### [Directive 1]
Change "green vegetation" to "green shrubs" throughout the location labeling listing, and reproduce the listing with nothing else altered.
### [Directive 2]
Extend the bug report on Intrepid2 tests failing in the CUDA build, picking up after its final line.

### [Document section]
>>>

Trilinos icon indicating copy to clipboard operation
Trilinos copied to clipboard

Intrepid2: tests failing in cuda build with "invalid device function" runtime errors

Open maartenarnst opened this issue 2 years ago • 4 comments

Bug Report

@trilinos/intrepid2

Description

What went wrong?

We see numerous Intrepid2 tests failing in a Trilinos build with cuda (version 11.6; without uvm):

  239 - Intrepid2_unit-test_Discretization_FunctionSpaceTools_test_01_CUDA_DOUBLE_MPI_1 (Failed)
  240 - Intrepid2_unit-test_Discretization_FunctionSpaceTools_test_02_CUDA_DOUBLE_MPI_1 (Failed)
  241 - Intrepid2_unit-test_Discretization_FunctionSpaceTools_test_03_CUDA_DOUBLE_MPI_1 (Failed)
  242 - Intrepid2_unit-test_Discretization_FunctionSpaceTools_test_04_CUDA_DOUBLE_MPI_1 (Failed)
...
  574 - Intrepid2_unit-test_MonolithicExecutable_Intrepid2_Tests_MPI_1 (Failed)
  576 - Intrepid2_unit-test_performance_StructuredIntegration_StructuredIntegrationPerformance_MPI_1 (Failed)

<<<

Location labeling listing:
>>>

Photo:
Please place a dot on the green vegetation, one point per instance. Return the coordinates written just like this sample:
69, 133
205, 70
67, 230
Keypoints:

<<<

### [Exercise output 1]
Photo:
Please place a dot on the green shrubs, one point per instance. Return the coordinates written just like this sample:
69, 133
205, 70
67, 230
Keypoints:

### [Exercise output 2]
The error message typically looks like

terminate called after throwing an instance of 'std::runtime_error'
  what():  cudaFuncGetAttributes(&attr_tmp, base_t::get_kernel_func()) error( cudaErrorInvalidDeviceFunction): invalid device function /home/costmo-user/Trilinos-2/packages/kokkos/core/src/Cuda/Kokkos_Cuda_KernelLaunch.hpp:659
Aborted (core dumped)

Do you have an idea what might fix things?

The issue appears to have something to do with how Intrepid2 defines Kokkos parallel regions with lambda's in nested templates, in combination with what seems surprising compiler behavior relevant to input parameters declared const.

The issue appears to arise whenever there is a pattern of

  • a class templated on the device type (e.g. CellTools),
  • with a member function that is itself templated (e.g. getReferenceNode),
  • with some of the input parameters of this member function declared const,
  • and with a Kokkos parallel region with a lambda defined in this nested templated member function.

The following code is a minimal reproducer that produces the issue in a call to the function getReferenceNode from CellTools in Intrepid2. Thus, this test is "non-working": running it throws in our build the exception listed above.

#include "Teuchos_UnitTestHarness.hpp"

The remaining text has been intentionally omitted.